Cosa produrre - Puoi ripetere tutte le voci qui sotto senza cambiare nulla?

Voci per etichettare la posizione degli oggetti
"""
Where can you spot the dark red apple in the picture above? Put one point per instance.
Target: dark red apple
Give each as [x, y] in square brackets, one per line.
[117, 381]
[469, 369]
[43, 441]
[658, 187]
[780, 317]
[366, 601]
"""
La soluzione -
Where can you spot the dark red apple in the picture above? Put one point per instance.
Target: dark red apple
Give each as [x, y] in square brackets, one per line.
[117, 381]
[469, 369]
[43, 441]
[658, 187]
[780, 317]
[366, 601]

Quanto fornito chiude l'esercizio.